§ **Assigned task**: Reproduce all entries verbatim, with nothing added or dropped.

Dataset entries
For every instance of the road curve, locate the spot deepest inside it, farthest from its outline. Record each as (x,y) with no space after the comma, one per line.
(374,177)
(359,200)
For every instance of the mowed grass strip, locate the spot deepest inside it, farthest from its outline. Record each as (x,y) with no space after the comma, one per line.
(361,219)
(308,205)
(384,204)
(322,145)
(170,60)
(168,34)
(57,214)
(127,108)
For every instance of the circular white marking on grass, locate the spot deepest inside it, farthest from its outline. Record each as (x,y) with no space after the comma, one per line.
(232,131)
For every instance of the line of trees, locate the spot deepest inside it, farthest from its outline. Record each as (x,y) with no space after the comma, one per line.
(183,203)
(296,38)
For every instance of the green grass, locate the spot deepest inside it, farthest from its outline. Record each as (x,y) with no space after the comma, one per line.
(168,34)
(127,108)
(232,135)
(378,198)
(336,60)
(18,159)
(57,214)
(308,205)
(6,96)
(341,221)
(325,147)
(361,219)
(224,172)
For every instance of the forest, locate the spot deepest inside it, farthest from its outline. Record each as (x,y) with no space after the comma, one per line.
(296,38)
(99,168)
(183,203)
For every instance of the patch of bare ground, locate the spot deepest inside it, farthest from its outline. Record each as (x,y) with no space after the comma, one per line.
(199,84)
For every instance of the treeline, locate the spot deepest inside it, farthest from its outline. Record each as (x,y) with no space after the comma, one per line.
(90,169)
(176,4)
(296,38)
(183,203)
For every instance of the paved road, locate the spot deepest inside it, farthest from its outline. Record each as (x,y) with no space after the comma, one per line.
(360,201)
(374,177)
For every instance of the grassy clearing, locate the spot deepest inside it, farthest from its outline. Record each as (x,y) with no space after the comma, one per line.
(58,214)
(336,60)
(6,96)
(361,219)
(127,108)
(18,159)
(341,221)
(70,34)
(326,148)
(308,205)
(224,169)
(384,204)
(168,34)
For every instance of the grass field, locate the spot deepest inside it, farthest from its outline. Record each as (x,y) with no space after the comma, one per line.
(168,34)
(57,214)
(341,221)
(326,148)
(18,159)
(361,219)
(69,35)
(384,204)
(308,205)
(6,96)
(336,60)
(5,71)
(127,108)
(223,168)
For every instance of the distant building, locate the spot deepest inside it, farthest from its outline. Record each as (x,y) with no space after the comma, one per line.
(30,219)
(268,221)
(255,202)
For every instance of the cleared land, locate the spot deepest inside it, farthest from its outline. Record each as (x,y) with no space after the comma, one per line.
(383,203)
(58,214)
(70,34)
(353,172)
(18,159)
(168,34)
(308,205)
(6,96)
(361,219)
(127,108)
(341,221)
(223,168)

§ **Solution**:
For every instance of the road curve, locate the spot deepest inside it, farthest from its outline. Record each as (x,y) with no space after the comma, one per line.
(374,177)
(359,200)
For every instance of the mowed grass strip, locate the spot deepest inside it, farthest from its outline. Record each as (x,y) with no space after the comma, one per line.
(361,219)
(308,205)
(384,204)
(322,145)
(170,60)
(168,34)
(57,214)
(127,108)
For every instance of the circular white marking on grass, locate the spot deepest inside it, farthest from its outline. Record each as (x,y) with no space after the comma, one per line.
(232,131)
For every instance of the line of trees, locate the spot deepest inside it, farthest from its outline. Record each as (x,y) with no space after the comma, one per line.
(183,203)
(296,38)
For every instance of the green grass, locate the spot deepest inside it, farthest from its outline. Record each as (x,y) with no space after the comma, one per line.
(168,34)
(127,108)
(232,135)
(378,198)
(336,60)
(18,159)
(57,214)
(308,205)
(6,96)
(341,221)
(325,147)
(361,219)
(224,172)
For every instance of the forest, locate the spot deepest inside it, farthest from its outline. Record each as (x,y) with no space after the comma, one per line.
(296,38)
(99,168)
(183,203)
For every instance of the patch of bare ground, locate the spot deepest inside it, farthest from its outline. Record each as (x,y) with no space after the comma, one per line.
(199,84)
For every instance of the treeline, locate the spot deepest inside it, farthest from its outline. Record each as (x,y) with no space after the comma, one per line.
(90,169)
(176,4)
(296,38)
(183,203)
For every instance of the paved road, locate the spot deepest inside it, farthest from its outline. Record each as (x,y) with no space after the comma, one per line.
(360,201)
(374,177)
For every instance of the grassy clearing, locate the spot deepest inside it, farthest from its outline. Record each as (x,y) with no space after the comma, one per line.
(58,214)
(336,60)
(6,96)
(361,219)
(127,108)
(18,159)
(341,221)
(70,34)
(326,148)
(308,205)
(224,169)
(384,204)
(168,34)
For every instance of the grass field, locate the spot deepest inside it, farthest from its outline. Record each as (x,y) with no space after the comma, one per line.
(168,34)
(57,214)
(341,221)
(326,148)
(18,159)
(361,219)
(69,35)
(384,204)
(308,205)
(6,96)
(336,60)
(5,71)
(127,108)
(223,168)
For every instance of the distant building, locate the spot deepest inside it, farthest from its outline. Record each as (x,y) with no space after the comma, one per line.
(30,219)
(268,221)
(255,202)
For every instance of the cleared land, locate the spot deepest inside it, farthest from its outline. Record each as (x,y) with no space after the comma, one per line.
(383,203)
(58,214)
(70,34)
(353,172)
(18,159)
(168,34)
(308,205)
(6,96)
(361,219)
(127,108)
(341,221)
(223,168)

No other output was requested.